• _Task instructions_
Pictures are not part of the copy; reproduce the remaining data exactly.

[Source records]
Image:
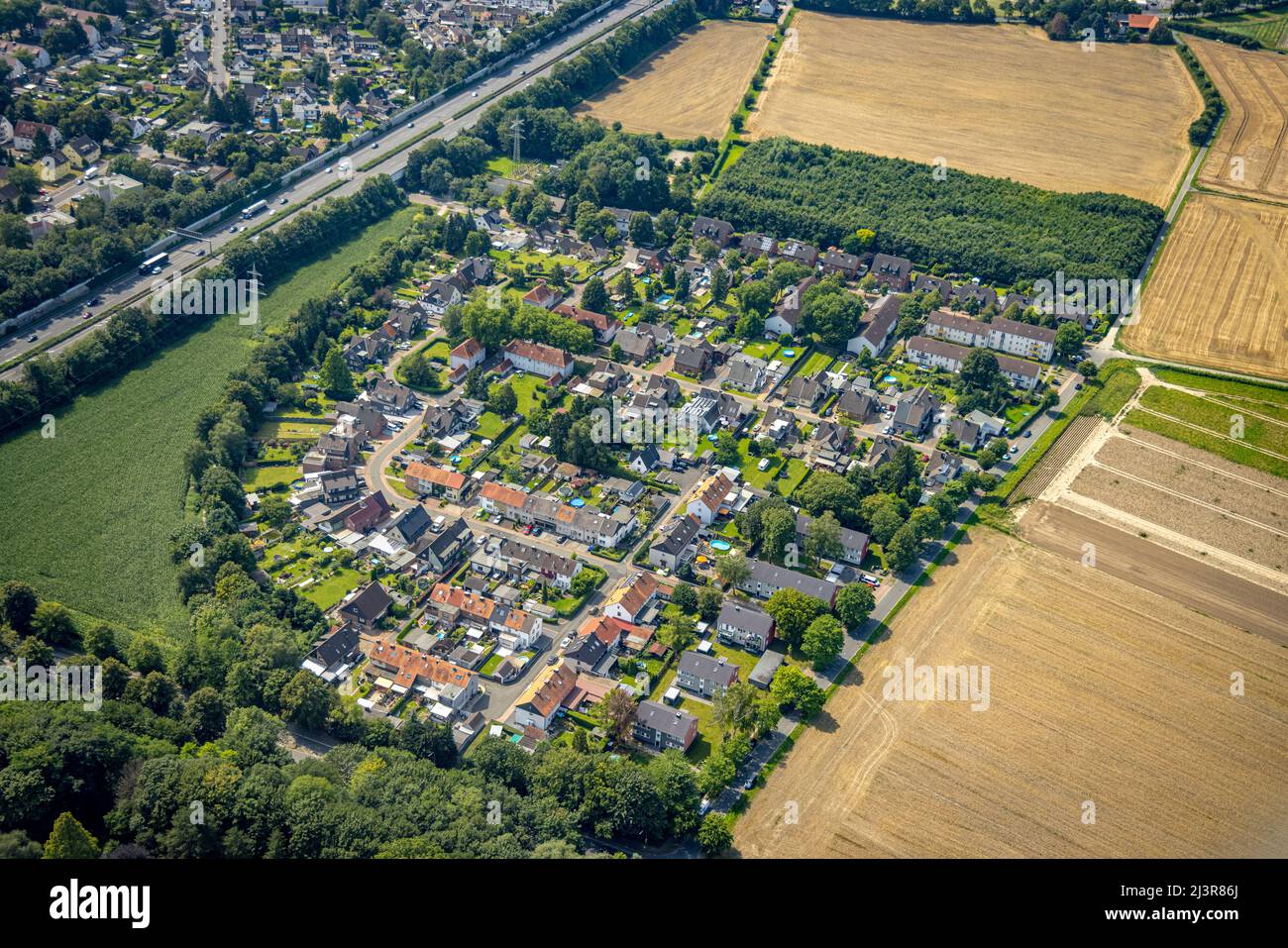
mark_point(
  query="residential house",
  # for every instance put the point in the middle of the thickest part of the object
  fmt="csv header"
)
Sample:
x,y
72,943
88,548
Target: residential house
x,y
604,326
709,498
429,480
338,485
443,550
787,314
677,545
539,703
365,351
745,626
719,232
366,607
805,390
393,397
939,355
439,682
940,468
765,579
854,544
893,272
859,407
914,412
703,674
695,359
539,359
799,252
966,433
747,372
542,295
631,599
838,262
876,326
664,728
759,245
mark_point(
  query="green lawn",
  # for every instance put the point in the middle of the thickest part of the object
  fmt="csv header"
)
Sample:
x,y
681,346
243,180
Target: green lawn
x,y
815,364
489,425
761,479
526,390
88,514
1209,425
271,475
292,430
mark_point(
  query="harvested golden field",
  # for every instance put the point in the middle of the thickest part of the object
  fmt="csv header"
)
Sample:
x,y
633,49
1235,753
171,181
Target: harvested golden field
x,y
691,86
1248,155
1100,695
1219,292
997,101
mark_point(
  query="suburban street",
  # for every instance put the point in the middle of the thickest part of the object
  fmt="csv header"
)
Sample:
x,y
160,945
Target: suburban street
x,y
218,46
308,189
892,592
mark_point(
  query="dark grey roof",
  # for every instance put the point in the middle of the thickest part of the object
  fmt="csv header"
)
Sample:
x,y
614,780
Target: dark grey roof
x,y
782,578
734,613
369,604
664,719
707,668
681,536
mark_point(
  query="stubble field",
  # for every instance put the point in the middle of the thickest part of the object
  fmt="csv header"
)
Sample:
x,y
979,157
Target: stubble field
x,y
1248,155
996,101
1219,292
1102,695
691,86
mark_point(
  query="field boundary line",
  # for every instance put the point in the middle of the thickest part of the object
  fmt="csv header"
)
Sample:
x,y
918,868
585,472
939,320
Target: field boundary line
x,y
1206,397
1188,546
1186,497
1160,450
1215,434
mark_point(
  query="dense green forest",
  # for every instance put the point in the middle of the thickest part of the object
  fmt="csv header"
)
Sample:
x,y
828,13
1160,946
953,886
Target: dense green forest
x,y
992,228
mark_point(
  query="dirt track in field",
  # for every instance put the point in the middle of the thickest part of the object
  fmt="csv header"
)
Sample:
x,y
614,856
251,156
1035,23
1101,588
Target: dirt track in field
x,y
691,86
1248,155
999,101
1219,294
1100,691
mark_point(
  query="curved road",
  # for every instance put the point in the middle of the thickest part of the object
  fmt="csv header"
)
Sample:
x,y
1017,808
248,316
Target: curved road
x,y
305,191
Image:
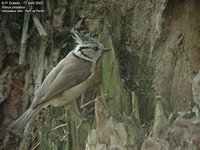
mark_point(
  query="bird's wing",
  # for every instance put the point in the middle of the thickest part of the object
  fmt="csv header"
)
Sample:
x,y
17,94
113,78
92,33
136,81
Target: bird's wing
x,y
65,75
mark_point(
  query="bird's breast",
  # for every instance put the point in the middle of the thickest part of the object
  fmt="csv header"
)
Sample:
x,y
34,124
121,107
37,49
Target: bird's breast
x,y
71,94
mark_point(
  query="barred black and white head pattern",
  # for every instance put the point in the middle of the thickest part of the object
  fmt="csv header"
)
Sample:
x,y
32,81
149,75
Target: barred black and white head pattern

• _The completed task_
Image:
mark_point(
  query="residential house",
  # for every instance put the point in the middle of the thickest part of the object
  fmt="csv header"
)
Sample:
x,y
72,943
88,548
Target: residential house
x,y
604,326
709,498
429,480
338,485
443,550
787,314
677,545
539,703
365,351
745,626
719,232
366,607
805,390
393,397
939,355
439,682
940,468
765,579
854,544
893,272
859,407
914,412
703,674
695,359
539,359
799,252
966,433
747,372
542,295
631,599
838,262
876,326
664,728
759,245
mark_point(
  query="green lawn",
  # for every instance put the point in the middle of the thickest part of the object
  fmt="csv header"
)
Sample:
x,y
681,346
243,180
Target: green lawn
x,y
815,364
489,425
761,479
526,390
88,514
1209,425
271,475
292,430
mark_point(
  query="harvested golden field",
  # for every instance put the point in the middle of the thickest part of the object
  fmt="csv header"
)
Sample:
x,y
633,49
1235,753
171,181
Target: harvested golden field
x,y
691,86
1248,155
1100,695
1219,292
997,101
mark_point(
  query="suburban street",
  # for every instance put the point in the middle of the thickest part of the object
  fmt="csv header"
)
Sample:
x,y
160,945
Target: suburban street
x,y
218,46
308,189
892,592
mark_point(
  query="dark grey roof",
  # for every instance put the point in the middle of the thickest part of the object
  fmt="csv header"
)
Sample:
x,y
614,780
Target: dark grey roof
x,y
782,578
734,613
369,604
664,719
707,668
681,536
mark_point(
  query="stubble field",
  # for every instance put the point in the middle of the thickest part of the object
  fmt="csv header"
)
Sample:
x,y
979,157
Target: stubble field
x,y
1248,155
996,101
1219,292
1102,695
691,86
mark_point(
  query="field boundary line",
  # for every instance put the point in the middle of the thickest part of the object
  fmt="csv header"
)
Sample:
x,y
918,868
585,472
939,320
Target: field boundary line
x,y
1206,397
1188,546
1186,497
1160,450
1215,434
mark_point(
  query="dense green forest",
  # for every instance put the point in the middle of the thickest part of the object
  fmt="csv header"
)
Sample:
x,y
828,13
1160,946
953,886
Target: dense green forest
x,y
992,228
mark_point(
  query="dirt track in field",
  # for every instance put the point in the middle of the thickest part of the object
  fmt="csv header"
)
Sample:
x,y
614,856
251,156
1035,23
1101,588
Target: dirt track in field
x,y
691,86
1248,155
999,101
1219,294
1100,691
mark_point(
  query="curved road",
  # for every instance put the point in the middle of the thickest part of the object
  fmt="csv header"
)
Sample:
x,y
1017,808
248,316
Target: curved road
x,y
305,191
Image:
mark_point(
  query="bird's wing",
  # for every instance put the point in the middle of the thickest part of the object
  fmt="csv header"
)
Sample:
x,y
17,94
113,78
92,33
136,81
Target: bird's wing
x,y
65,75
mark_point(
  query="bird's breast",
  # for every instance put the point in the middle of the thickest part of the object
  fmt="csv header"
)
Sample:
x,y
34,124
121,107
37,49
Target: bird's breast
x,y
71,94
mark_point(
  query="barred black and white head pattern",
  # for every instance put the point in the middle of the thickest part of the object
  fmt="csv header"
)
Sample:
x,y
32,81
149,75
Target: barred black and white head pattern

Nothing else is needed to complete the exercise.